Instructions:
1 > Using the text on the proposed method below, decide whether each statement agrees with it: (a) the Expansion operation uses random sampling at a higher temperature; (b) the value model adds a linear layer with a sigmoid activation function; (c) the Backup operation updates only the leaf node. For each, answer yes or no and quote the deciding words from the text.
2 > Please continue the text on the proposed method below, starting after its last sentence.

Extracted text:


### [02] Our Method

**1. What is the primary goal of the proposed approach?**

- The primary goal is to develop a step-level value model that is capable of assessing the confidence in the correctness of partial solutions and guide the LLM in generating subsequent reasoning steps.

**2. How does the proposed approach leverage the Monte Carlo Tree Search (MCTS) algorithm?**

- The MCTS algorithm is employed to reuse simulations and update the estimated values in a principled manner, addressing the practical inefficiency of the common Monte Carlo (MC) evaluation approach.

**3. What are the four key operations of the MCTS algorithm within the context of mathematical problem-solving?**

- Selection: The algorithm explores the tree by selecting actions according to the Upper Confidence bounds applied to Trees (UCT) principle.
- Expansion: The probability of the next reasoning step (action) is calculated by employing random sampling with higher temperature.
- Evaluation: The leaf node or partial solution is evaluated using a weighted sum of the value network's estimation and the empirical reward obtained during the rollout.
- Backup: The nodes along the path from the root to the leaf node undergo a backward pass update to their action-state values and visitation counts.

**4. How is the final tree value approximated using the MCTS algorithm?**

- The final tree value is approximated using the values stored within the tree, assuming that for non-terminal nodes, the label is straightforwardly determined by the correctness of the final answer.

**5. What is the iterative training process of the proposed approach?**

- The approach begins with a pre-trained LLM as the policy model and extends it by adding an auxiliary linear layer with a tanh activation function as the value model.

Given data:

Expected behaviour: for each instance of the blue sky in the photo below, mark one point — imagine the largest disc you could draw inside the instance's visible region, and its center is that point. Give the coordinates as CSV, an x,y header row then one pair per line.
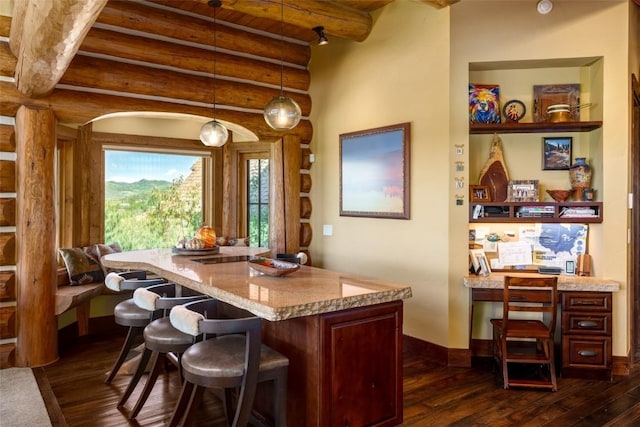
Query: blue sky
x,y
130,166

Set of answers:
1 >
(a) Yes: "employing random sampling with higher temperature"
(b) No: "an auxiliary linear layer with a tanh activation function"
(c) No: "The nodes along the path from the root to the leaf node undergo a backward pass update"

2 >
- The policy and value models are then trained using a multi-task loss function, which includes the negative log-likelihood loss for next-token prediction in correct solutions and the loss in value prediction for both correct and incorrect solutions.
- The updated policy and value models are then used to advance to the next round of MCTS, iterating this training process to enhance the models further.

### [03] Inference

**1. What are the two inference strategies proposed in the paper?**

- MCTS: Constructs a single tree with multiple simulations to estimate a robust policy distribution.
- Step-level Beam Search: A more computationally efficient version that eliminates the need for a backup, generating a sequential streaming output of each step.

**2. How does the Step-level Beam Search work?**

- Initially, the LLM generates actions for the first step by sampling decoding.
- These generated actions are then evaluated using the step-level value LLM, from which the top-k ones are selected.
- Subsequently, for each of these chosen actions, the LLM generates subsequent actions, and the value-based LLM reranks them, with the best actions being picked.
- This reranking and selection procedure is repeated iteratively.

### [04] Experiments

**1. What are the key findings from the experimental results?**

- The proposed approach, without relying on high-quality solutions annotated by humans or GPT-4, is competitive with or surpasses the performance of the state-of-the-art (SOTA) on 7B LLMs.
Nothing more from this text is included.